▶ **QUESTIONS**:
1. Reproduce the passage of the boating-books text from "I’ve almost always" up to and including "boat’s electrical system.".
2. According to the boating-books text, how many pages long is the book it calls the "Boat Owner's Bible"?

▶ **SUPPLIED TEXT**:
I’ve almost always found boat repairs easier than anything that ever comes up at my house. Maybe that's because of the necessity for self-sufficiency back when I was living aboard, but it also has a lot to do with my well-stocked do-it-yourself (DIY) boating library. Thanks to a handful of books, I’ve done everything from re-bedding a keel to completely rewiring my boat’s electrical system.
While the books I list are certainly not the only ones available on the subjects they cover, I’ve read and used each and every one of them. In fact, the covers are falling off more than one. Whether you have a pesky head to unclog or a diesel fuel filter to replace, curl up with one of theses books first and then amaze your dock mates with your new-found nautical knowledge when it's time to do the work.
by Nigel Calder
Perhaps the most seminal volume ever written on boat maintenance and systems—and the most tattered and torn in my library—this 832-page “Boat Owner’s Bible” is packed not just with simple how-tos, but also with practical explanations that help readers understand the engineering and science behind the systems in their boats. While the book concentrates most heavily on electrical, plumbing, and engine systems, it also covers sailboat rigging, liquefied petroleum and compressed natural gas systems, refrigeration, galvanic corrosion, and more. Illustrated with tons of descriptive diagrams and photos, it’s also made easy to understand with simple, plain language. If you were given only one book to have in your library, this one wouldn’t be a bad one to pick.
by Nigel Calder
Sure, not all boats are equipped with diesel engines, and many of the ones installed on newer boats are so technically advanced that only a trained technician can service them. But that doesn’t mean folks who have them shouldn’t have clue as to what’s going on under the engine hatch. That’s because there are plenty of ancillary things, such as fuel filters, cooling pumps, supply lines, and exhaust components, that require frequent checks or troubleshooting. This book does an admirable job in helping readers understand, troubleshoot, and maintain the components critical to a smooth-running diesel—no matter how complicated it is. The narrative in the book helps readers understand the principles of what makes a diesel engine actually tick. It’s a not-to-be-missed book for boat owners with a diesel engine or two aboard.
by Ed Sherman
Remember the days when pulling the start cord or turning the key to fire up your outboard engine was akin to spinning a roulette wheel? Yep, there always seemed to be a bit of odds-making involved in whether it would start or not. Today that problem is much less common, thanks to modern two- and four-stroke outboard engines. Still, there’s nothing wrong with understanding basic outboard mechanics, maintenance, and troubleshooting techniques, no matter how old or new your outboard engine is. The most appealing aspect of this book, to me, is its completeness, covering outboard engine components and systems from the lower unit all the way up to the top of the engine block. Routine maintenance and troubleshooting are covered in detail, too, helping you to prevent problems before they occur, and explaining how to fix them if they do pop up.

▶ **EXTRACTED MATERIAL**:

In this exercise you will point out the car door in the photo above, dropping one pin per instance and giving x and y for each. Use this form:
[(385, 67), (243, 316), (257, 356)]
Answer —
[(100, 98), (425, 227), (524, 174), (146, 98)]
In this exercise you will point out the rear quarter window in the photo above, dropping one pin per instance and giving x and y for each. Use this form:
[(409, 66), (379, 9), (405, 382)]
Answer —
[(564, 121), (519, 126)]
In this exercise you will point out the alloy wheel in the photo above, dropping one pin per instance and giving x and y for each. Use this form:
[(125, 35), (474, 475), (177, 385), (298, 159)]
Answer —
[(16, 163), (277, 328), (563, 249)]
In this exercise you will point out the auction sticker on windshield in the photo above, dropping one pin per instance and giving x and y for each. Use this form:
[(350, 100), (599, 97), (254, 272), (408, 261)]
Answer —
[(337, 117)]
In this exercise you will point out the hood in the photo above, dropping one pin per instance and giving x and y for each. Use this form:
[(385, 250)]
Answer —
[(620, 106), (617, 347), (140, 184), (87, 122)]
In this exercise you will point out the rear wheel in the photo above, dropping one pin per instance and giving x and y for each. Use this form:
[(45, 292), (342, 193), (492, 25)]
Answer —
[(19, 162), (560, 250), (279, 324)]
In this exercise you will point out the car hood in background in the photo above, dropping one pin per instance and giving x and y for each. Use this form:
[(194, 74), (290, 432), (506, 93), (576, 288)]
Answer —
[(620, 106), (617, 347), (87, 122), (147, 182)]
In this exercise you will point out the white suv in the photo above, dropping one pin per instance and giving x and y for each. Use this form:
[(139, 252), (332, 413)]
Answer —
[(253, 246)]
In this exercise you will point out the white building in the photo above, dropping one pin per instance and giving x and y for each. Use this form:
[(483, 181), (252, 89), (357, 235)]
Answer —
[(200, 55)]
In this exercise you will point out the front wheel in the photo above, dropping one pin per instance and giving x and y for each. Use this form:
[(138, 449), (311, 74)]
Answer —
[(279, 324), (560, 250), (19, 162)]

▶ **ANSWERS**:
1.
I’ve almost always found boat repairs easier than anything that ever comes up at my house. Maybe that's because of the necessity for self-sufficiency back when I was living aboard, but it also has a lot to do with my well-stocked do-it-yourself (DIY) boating library. Thanks to a handful of books, I’ve done everything from re-bedding a keel to completely rewiring my boat’s electrical system.

2. 832 pages.